THE PROBLEM
Count how many lines of the data below contain the string "taillight", treating uppercase and lowercase as different. Give only the number.

Excerpts from point annotation data
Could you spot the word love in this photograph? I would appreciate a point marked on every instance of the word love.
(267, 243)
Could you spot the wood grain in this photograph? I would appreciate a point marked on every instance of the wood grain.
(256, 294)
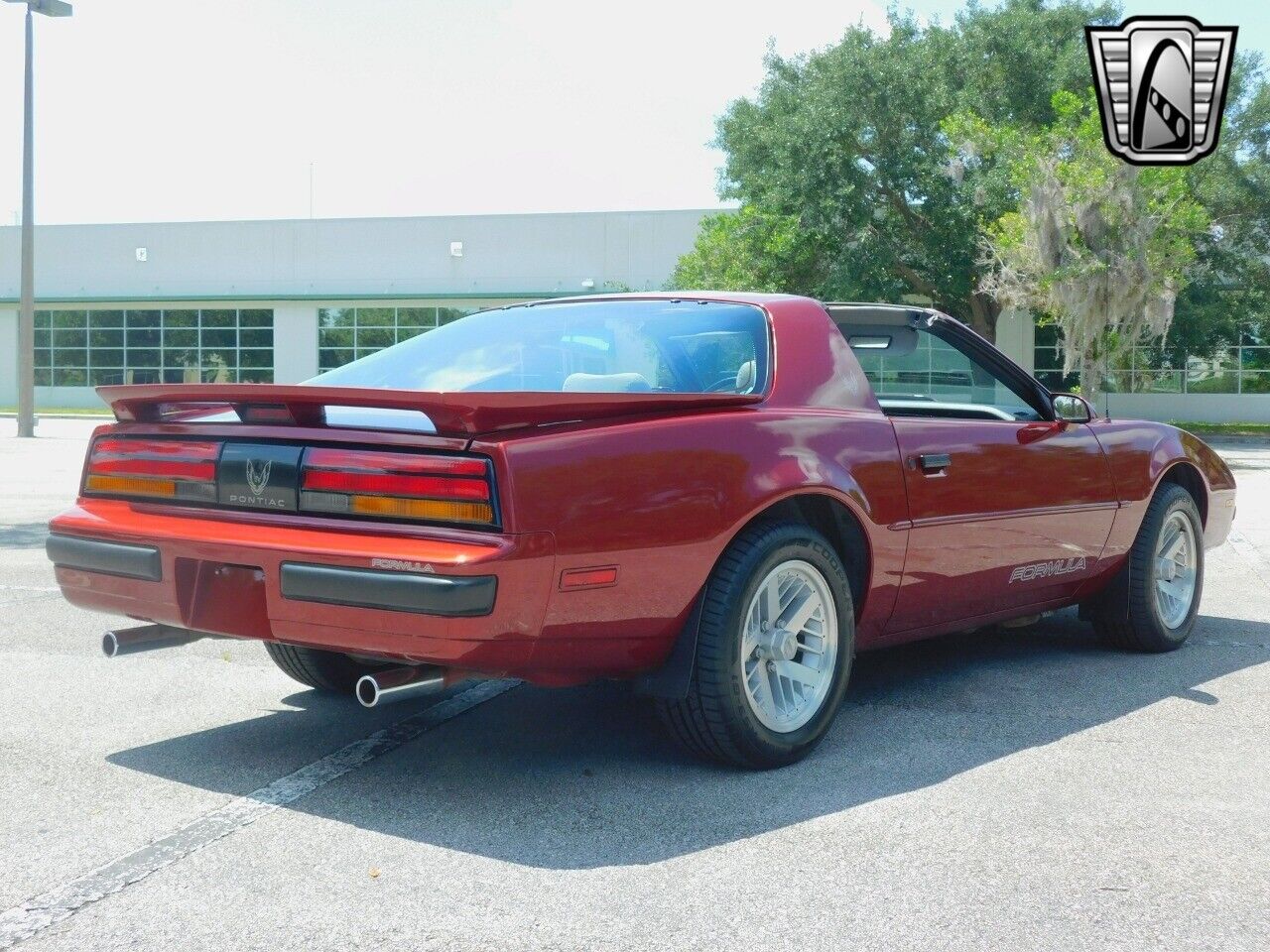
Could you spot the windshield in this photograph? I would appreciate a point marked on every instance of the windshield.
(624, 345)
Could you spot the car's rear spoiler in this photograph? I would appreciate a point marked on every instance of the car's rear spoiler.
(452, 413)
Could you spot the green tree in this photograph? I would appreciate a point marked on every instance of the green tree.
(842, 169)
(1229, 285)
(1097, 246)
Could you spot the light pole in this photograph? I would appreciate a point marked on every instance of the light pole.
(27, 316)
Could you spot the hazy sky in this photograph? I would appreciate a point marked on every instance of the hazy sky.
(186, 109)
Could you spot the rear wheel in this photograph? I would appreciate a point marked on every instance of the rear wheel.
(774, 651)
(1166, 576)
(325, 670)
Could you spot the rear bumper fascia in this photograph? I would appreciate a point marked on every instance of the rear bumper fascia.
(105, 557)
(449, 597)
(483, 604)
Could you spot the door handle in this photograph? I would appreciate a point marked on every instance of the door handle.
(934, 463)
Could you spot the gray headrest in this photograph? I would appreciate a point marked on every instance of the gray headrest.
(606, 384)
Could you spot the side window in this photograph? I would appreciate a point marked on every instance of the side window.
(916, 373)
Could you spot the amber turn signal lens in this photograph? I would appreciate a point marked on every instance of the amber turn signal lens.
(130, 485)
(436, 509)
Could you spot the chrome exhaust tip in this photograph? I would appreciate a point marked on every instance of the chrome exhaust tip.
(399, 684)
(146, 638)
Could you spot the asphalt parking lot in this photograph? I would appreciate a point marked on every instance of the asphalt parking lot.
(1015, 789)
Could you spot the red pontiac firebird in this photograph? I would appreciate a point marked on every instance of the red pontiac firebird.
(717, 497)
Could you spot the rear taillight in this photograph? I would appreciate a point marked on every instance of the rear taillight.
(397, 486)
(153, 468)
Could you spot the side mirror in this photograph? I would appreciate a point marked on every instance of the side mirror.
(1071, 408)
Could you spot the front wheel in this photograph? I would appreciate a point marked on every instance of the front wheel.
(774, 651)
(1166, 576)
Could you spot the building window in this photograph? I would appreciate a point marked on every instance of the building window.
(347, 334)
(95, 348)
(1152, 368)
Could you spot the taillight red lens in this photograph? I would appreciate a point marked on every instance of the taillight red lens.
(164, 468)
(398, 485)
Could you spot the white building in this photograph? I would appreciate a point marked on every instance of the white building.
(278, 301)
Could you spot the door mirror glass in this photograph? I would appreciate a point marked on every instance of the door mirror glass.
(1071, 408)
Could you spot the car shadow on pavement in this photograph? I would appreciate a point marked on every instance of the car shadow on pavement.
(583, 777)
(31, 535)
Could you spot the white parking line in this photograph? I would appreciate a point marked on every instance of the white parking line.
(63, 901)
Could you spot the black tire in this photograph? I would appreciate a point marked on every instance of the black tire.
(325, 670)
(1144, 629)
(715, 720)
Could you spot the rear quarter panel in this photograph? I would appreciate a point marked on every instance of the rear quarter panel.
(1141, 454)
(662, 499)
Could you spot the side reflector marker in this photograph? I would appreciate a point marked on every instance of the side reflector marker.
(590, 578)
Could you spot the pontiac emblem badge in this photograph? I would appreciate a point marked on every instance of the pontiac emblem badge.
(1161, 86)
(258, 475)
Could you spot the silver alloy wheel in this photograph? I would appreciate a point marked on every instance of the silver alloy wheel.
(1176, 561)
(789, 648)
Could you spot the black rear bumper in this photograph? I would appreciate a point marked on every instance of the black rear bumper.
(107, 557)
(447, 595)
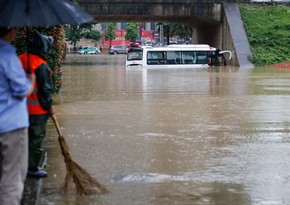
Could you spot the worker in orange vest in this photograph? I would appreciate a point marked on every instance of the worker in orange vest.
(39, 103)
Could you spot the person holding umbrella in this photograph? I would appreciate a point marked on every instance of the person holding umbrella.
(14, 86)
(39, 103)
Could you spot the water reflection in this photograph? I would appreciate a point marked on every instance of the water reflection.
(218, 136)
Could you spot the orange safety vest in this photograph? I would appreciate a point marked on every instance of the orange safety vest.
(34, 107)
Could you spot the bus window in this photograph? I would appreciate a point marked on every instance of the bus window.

--

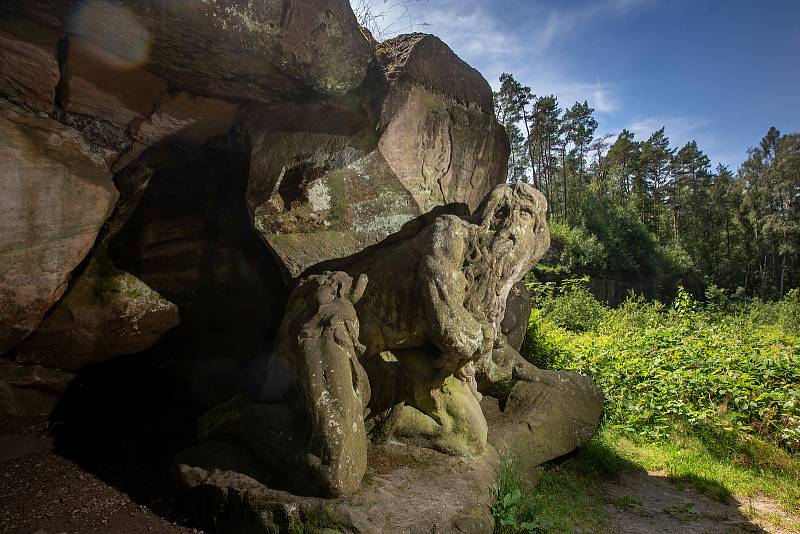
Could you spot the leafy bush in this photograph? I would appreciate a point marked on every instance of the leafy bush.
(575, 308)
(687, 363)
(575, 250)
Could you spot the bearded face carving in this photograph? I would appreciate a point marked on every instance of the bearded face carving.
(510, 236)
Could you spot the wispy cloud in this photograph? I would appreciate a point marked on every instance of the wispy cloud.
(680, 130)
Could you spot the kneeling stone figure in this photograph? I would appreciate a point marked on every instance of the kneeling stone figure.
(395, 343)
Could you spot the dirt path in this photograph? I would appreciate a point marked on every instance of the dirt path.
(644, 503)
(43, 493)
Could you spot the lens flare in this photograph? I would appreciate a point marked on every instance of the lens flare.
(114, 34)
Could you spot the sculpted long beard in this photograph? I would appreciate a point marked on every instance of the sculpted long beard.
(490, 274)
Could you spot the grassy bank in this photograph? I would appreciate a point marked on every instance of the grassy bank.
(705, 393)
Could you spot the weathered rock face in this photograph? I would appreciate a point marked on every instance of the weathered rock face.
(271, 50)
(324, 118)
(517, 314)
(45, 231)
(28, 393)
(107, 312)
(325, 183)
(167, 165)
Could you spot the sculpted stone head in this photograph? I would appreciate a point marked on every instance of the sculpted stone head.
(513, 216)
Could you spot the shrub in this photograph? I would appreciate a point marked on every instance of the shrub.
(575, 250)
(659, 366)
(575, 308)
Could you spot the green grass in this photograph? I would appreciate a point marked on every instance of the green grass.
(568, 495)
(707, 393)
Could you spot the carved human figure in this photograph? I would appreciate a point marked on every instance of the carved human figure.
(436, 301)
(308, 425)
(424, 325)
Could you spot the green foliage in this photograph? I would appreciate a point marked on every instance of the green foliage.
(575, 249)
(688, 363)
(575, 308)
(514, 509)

OUTPUT BELOW
2